## EXTRACTED MATERIAL
========================

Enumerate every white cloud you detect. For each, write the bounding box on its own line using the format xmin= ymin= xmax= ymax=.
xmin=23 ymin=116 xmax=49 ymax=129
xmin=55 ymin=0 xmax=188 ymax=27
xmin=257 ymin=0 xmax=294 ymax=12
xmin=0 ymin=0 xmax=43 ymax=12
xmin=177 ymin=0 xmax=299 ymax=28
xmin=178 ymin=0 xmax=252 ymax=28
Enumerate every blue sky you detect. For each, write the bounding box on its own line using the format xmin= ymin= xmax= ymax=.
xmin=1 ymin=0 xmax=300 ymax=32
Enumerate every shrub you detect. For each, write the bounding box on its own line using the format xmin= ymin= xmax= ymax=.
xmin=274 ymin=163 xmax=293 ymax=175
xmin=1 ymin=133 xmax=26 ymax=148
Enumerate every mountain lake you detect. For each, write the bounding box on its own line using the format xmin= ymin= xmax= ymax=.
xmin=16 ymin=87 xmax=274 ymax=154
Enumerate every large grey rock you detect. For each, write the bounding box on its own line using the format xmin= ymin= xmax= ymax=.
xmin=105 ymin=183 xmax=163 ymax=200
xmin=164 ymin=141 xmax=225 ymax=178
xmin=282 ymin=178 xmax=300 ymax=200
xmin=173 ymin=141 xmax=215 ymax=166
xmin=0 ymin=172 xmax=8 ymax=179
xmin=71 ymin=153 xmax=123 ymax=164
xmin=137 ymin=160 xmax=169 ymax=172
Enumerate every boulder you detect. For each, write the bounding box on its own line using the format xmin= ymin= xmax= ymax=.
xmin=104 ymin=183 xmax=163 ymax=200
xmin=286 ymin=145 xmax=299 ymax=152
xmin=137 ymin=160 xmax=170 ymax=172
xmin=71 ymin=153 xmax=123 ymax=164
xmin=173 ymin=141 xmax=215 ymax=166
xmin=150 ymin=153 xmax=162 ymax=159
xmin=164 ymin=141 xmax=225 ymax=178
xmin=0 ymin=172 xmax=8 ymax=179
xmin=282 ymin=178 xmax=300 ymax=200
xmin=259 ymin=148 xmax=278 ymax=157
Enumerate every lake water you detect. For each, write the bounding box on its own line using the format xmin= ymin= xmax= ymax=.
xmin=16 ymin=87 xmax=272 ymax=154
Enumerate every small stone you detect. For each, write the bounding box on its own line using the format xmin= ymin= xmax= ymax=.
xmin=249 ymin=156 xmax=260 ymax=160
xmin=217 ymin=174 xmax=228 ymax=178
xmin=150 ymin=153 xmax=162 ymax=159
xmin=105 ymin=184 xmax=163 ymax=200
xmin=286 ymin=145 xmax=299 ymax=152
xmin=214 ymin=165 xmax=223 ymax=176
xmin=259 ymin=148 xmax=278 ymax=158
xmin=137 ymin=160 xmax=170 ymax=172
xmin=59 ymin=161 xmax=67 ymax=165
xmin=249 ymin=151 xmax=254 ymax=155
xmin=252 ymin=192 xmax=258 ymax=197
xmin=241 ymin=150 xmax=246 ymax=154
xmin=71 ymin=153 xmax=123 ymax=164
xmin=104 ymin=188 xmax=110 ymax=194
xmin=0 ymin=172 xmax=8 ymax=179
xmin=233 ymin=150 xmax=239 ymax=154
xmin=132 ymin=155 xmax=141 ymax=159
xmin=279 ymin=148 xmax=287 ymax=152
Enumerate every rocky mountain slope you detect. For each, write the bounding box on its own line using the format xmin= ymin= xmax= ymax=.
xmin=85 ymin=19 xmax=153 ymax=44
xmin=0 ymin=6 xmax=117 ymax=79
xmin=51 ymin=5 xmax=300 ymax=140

========================

## BRIEF
An exact copy of all the records is the expected answer.

## ANSWER TO THE EXERCISE
Enumerate every white cloud you detect. For each, write the bounding box on its own line using the format xmin= ymin= xmax= ymax=.
xmin=23 ymin=116 xmax=49 ymax=129
xmin=55 ymin=0 xmax=188 ymax=27
xmin=257 ymin=0 xmax=294 ymax=12
xmin=0 ymin=0 xmax=43 ymax=12
xmin=177 ymin=0 xmax=299 ymax=28
xmin=178 ymin=0 xmax=252 ymax=28
Enumerate every blue sky you detect. For each, write the bounding box on its own line using the format xmin= ymin= xmax= ymax=.
xmin=1 ymin=0 xmax=300 ymax=32
Enumerate every shrub you detect. For each, write the bounding box on its own line using the format xmin= ymin= xmax= ymax=.
xmin=274 ymin=163 xmax=293 ymax=175
xmin=1 ymin=133 xmax=26 ymax=148
Enumerate every mountain lake you detect. For each, write the bounding box on its own line using the format xmin= ymin= xmax= ymax=.
xmin=16 ymin=87 xmax=274 ymax=154
Enumerate every large grey rock you detect. For each, write the bounding box on its own line using the format xmin= ymin= xmax= ymax=.
xmin=105 ymin=183 xmax=163 ymax=200
xmin=164 ymin=141 xmax=225 ymax=178
xmin=282 ymin=178 xmax=300 ymax=200
xmin=173 ymin=141 xmax=215 ymax=166
xmin=0 ymin=172 xmax=8 ymax=179
xmin=71 ymin=153 xmax=123 ymax=164
xmin=137 ymin=160 xmax=169 ymax=172
Enumerate every boulder you detect. For each, write the bounding box on its own line using the format xmin= ymin= xmax= ymax=.
xmin=104 ymin=183 xmax=163 ymax=200
xmin=286 ymin=145 xmax=299 ymax=152
xmin=137 ymin=160 xmax=170 ymax=172
xmin=71 ymin=153 xmax=123 ymax=164
xmin=173 ymin=141 xmax=215 ymax=166
xmin=150 ymin=153 xmax=162 ymax=159
xmin=164 ymin=141 xmax=225 ymax=178
xmin=0 ymin=172 xmax=8 ymax=179
xmin=282 ymin=178 xmax=300 ymax=200
xmin=259 ymin=148 xmax=278 ymax=157
Enumerate every lake water you detect. For each, write the bounding box on its own line using the format xmin= ymin= xmax= ymax=.
xmin=16 ymin=87 xmax=272 ymax=154
Enumerate every small stone you detect. For each, write the bounding box on its own line using the format xmin= ymin= xmax= ymax=.
xmin=249 ymin=156 xmax=260 ymax=160
xmin=217 ymin=174 xmax=228 ymax=178
xmin=150 ymin=153 xmax=162 ymax=159
xmin=105 ymin=184 xmax=163 ymax=200
xmin=286 ymin=145 xmax=299 ymax=152
xmin=214 ymin=165 xmax=223 ymax=176
xmin=259 ymin=148 xmax=278 ymax=158
xmin=137 ymin=160 xmax=170 ymax=172
xmin=59 ymin=161 xmax=67 ymax=165
xmin=249 ymin=151 xmax=254 ymax=155
xmin=252 ymin=192 xmax=258 ymax=197
xmin=241 ymin=150 xmax=246 ymax=154
xmin=71 ymin=153 xmax=123 ymax=164
xmin=104 ymin=188 xmax=110 ymax=194
xmin=0 ymin=172 xmax=8 ymax=179
xmin=233 ymin=150 xmax=239 ymax=154
xmin=132 ymin=155 xmax=141 ymax=159
xmin=279 ymin=148 xmax=287 ymax=152
Enumerate every rocky mountain slope you detect. For each, write the bounding box on its own line using the format xmin= ymin= xmax= ymax=.
xmin=85 ymin=19 xmax=153 ymax=44
xmin=0 ymin=6 xmax=117 ymax=79
xmin=51 ymin=5 xmax=300 ymax=140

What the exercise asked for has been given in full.